[Task objective]: With the records in front of you, set every one of them down exactly.

Given records below:

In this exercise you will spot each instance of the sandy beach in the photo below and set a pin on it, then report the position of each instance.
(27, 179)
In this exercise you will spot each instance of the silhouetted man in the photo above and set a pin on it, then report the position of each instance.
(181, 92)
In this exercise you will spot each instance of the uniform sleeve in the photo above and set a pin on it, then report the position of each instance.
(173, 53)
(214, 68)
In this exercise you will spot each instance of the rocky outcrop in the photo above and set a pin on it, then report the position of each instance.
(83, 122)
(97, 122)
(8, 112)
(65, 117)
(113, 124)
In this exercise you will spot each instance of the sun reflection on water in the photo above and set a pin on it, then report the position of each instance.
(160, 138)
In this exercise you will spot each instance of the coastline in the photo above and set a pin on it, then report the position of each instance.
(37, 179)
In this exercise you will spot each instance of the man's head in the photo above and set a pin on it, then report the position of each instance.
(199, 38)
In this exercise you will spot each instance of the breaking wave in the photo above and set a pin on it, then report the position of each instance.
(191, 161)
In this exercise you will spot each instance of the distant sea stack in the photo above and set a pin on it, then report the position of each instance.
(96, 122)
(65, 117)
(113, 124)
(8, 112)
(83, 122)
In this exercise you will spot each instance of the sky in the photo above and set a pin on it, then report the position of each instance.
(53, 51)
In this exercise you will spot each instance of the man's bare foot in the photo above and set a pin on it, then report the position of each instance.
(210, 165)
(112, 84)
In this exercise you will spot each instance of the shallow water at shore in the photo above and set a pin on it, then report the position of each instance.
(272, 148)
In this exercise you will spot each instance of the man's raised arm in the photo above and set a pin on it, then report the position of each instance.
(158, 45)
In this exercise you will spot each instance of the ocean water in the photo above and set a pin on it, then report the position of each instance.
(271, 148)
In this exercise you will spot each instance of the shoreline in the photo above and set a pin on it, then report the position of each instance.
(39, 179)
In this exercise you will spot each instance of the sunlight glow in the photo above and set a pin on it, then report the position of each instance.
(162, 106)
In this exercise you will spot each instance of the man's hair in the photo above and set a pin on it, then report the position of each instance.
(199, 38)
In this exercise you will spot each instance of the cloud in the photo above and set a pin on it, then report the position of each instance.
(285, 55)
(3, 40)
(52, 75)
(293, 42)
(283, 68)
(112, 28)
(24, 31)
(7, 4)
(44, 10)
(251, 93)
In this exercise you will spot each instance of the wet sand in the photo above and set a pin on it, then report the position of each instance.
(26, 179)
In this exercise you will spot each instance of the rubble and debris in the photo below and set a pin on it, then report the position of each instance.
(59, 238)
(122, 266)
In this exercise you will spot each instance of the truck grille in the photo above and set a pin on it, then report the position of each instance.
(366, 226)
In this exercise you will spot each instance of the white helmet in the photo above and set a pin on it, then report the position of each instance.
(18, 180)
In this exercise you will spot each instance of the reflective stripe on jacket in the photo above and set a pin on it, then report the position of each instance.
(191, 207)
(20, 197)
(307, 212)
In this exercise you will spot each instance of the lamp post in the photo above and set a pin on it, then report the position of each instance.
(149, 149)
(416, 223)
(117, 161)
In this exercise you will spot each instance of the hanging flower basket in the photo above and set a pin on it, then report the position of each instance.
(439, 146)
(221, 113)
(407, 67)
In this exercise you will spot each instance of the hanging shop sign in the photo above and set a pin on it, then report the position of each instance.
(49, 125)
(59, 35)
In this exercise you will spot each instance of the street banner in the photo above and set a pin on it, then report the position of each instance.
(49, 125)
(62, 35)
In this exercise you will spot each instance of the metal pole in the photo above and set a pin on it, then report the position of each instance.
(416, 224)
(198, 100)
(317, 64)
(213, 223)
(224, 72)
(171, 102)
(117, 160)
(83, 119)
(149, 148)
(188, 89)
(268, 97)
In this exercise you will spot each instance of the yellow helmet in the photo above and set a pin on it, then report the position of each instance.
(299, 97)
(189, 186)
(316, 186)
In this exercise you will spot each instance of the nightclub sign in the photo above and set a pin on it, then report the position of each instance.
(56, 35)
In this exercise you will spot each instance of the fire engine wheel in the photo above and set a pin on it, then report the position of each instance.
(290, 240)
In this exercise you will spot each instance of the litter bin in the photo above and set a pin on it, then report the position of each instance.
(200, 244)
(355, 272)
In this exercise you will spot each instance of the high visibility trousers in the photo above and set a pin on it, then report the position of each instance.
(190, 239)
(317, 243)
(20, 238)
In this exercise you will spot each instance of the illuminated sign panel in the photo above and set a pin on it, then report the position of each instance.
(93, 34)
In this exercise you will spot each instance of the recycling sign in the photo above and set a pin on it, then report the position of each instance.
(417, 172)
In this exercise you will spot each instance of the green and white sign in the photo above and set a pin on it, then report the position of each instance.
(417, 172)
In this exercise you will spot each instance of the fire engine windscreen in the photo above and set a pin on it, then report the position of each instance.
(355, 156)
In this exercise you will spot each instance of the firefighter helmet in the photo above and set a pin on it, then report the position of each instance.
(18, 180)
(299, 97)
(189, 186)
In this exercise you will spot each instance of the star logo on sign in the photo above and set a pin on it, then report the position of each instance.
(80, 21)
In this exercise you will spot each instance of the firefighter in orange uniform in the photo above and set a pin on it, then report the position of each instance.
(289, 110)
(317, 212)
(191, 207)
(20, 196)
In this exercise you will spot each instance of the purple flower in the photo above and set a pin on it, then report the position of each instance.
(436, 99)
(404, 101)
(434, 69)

End of Given records.

[Exercise output]:
In this exercise you will spot each instance of the sandy beach in the photo below and set a pin on it, then report the position of each instance.
(27, 179)
In this exercise you will spot each instance of the silhouetted man in the photo above and set a pin on it, then report the position of each instance.
(181, 92)
In this exercise you will spot each instance of the uniform sleeve in the photo above and set a pin on it, then report the position of each instance.
(173, 53)
(214, 68)
In this exercise you will spot each instance of the rocky outcrop in the photo above and set a pin on it, then report the position of each instance.
(83, 122)
(97, 122)
(8, 112)
(65, 117)
(113, 124)
In this exercise you will spot each instance of the sun reflection on water in the photo above and set a pin on it, then report the position of each instance.
(160, 138)
In this exercise you will spot each instance of the coastline in the photo above and set a pin on it, then report the position of each instance.
(37, 179)
In this exercise you will spot each instance of the man's head in the photo above and set a pin on it, then report the position of each instance.
(199, 38)
In this exercise you will spot each instance of the breaking wave in the photo above and set a pin on it, then report the position of each instance.
(191, 161)
In this exercise you will spot each instance of the distant sea stack in the photo above and set a pin on it, then report the position of each instance.
(96, 122)
(65, 117)
(113, 124)
(8, 112)
(83, 122)
In this exercise you will spot each instance of the sky in the photo above and set a pin on it, then report the position of each instance.
(53, 51)
In this exercise you will spot each instance of the man's bare foot in the photo above and set a pin on it, then report the position of each instance.
(210, 165)
(112, 84)
In this exercise you will spot each instance of the shallow water at shore in the photo above and set a pin on it, then report the position of each instance.
(272, 148)
In this exercise you will spot each instance of the man's raised arm in the photo above and set a pin on it, then report the position of each instance.
(158, 45)
In this exercise you will spot each instance of the ocean water in the photo above and set a pin on it, then report the position of each instance.
(271, 148)
In this exercise you will spot each instance of the shoreline in the photo above and set a pin on it, then report the position of each instance.
(39, 179)
In this exercise you will spot each instance of the sunlight glow in the photo above and set a pin on it, then report the position of each instance.
(162, 106)
In this exercise you will spot each instance of the man's hair in the photo above and set a pin on it, then report the position of each instance.
(199, 38)
In this exercise you will spot each instance of the cloud in the photo above and set a pin on it, then report the position of each instance.
(285, 55)
(3, 40)
(52, 75)
(293, 42)
(283, 68)
(112, 28)
(24, 31)
(7, 4)
(44, 10)
(251, 93)
In this exercise you will spot each instance of the wet sand in the photo above and set a pin on it, then report the position of each instance.
(26, 179)
In this exercise you will spot each instance of the rubble and debris in the photo below and set a pin on it, then report the position of each instance.
(59, 238)
(122, 266)
In this exercise you will spot each instance of the truck grille in the photo above and set a pin on it, then report the position of each instance.
(366, 226)
In this exercise you will spot each instance of the white helmet in the photo above and set a pin on it, then report the position of each instance.
(18, 180)
In this exercise you will spot each instance of the reflective stripe on jacket in the photo above and set a pin on it, then report the position of each instance.
(191, 207)
(20, 197)
(307, 212)
In this exercise you will spot each instance of the lamp post in the photo above and set a pin on it, then report the position of each instance.
(149, 149)
(416, 223)
(117, 161)
In this exercise you will spot each instance of the hanging flower basket in the photo above and set a pin on it, then report the position of each instance.
(439, 146)
(221, 113)
(407, 67)
In this exercise you will spot each instance of the hanging shop sign in the photo above and set a pin on it, then report the position of each instance.
(49, 125)
(59, 35)
In this exercise you will spot each instance of the street banner in the photo above and set a pin on it, then report the position of each instance.
(49, 125)
(62, 35)
In this exercise you will spot each instance of the metal pole in the photo above and set a pin on it, then report the position of each instance.
(416, 224)
(198, 100)
(317, 64)
(213, 223)
(224, 72)
(171, 102)
(117, 160)
(83, 119)
(149, 148)
(188, 89)
(268, 97)
In this exercise you will spot each instance of the yellow helmet in the photo above and set a pin on it, then report the position of each instance.
(299, 97)
(189, 186)
(316, 186)
In this exercise you will spot each instance of the nightclub sign in the photo above and set a pin on it, then report the position of each instance.
(56, 35)
In this exercise you will spot each instance of the fire engine wheel in the photo above and set a pin on it, then report the position of each instance.
(290, 240)
In this exercise you will spot each instance of the litter bin in the photo above and set a pin on it, then report the position of each instance.
(200, 244)
(355, 272)
In this exercise you will spot each instance of the high visibility trousers in the photo above and set a pin on it, then report the position of each instance.
(190, 239)
(317, 243)
(20, 238)
In this exercise you will spot each instance of the illuminated sign panel in the photo above and set a pin on it, then report the position of each instance.
(93, 34)
In this exercise you will spot each instance of the recycling sign in the photo above and set a pin on it, then report the position of each instance.
(417, 172)
In this exercise you will spot each instance of the green and white sign in the photo above and set a pin on it, then report the position of each instance.
(417, 172)
In this exercise you will spot each instance of the fire engine windscreen in the photo above and set a pin on it, then report the position of each instance.
(355, 156)
In this exercise you will spot each instance of the firefighter helmet in the photo above and set a pin on it, then report the position of each instance.
(18, 180)
(299, 97)
(189, 186)
In this exercise you will spot each instance of the star logo on sign in the photo above and set a pin on it, then report the position of each instance.
(80, 21)
In this exercise you will spot each instance of the firefighter in orange uniform in the photo above and set a pin on it, then report the position of each instance.
(289, 110)
(317, 212)
(191, 207)
(20, 196)
In this exercise you will spot each instance of the purple flower in the photo above and set a pin on it, then report the position of each instance.
(436, 99)
(404, 101)
(434, 69)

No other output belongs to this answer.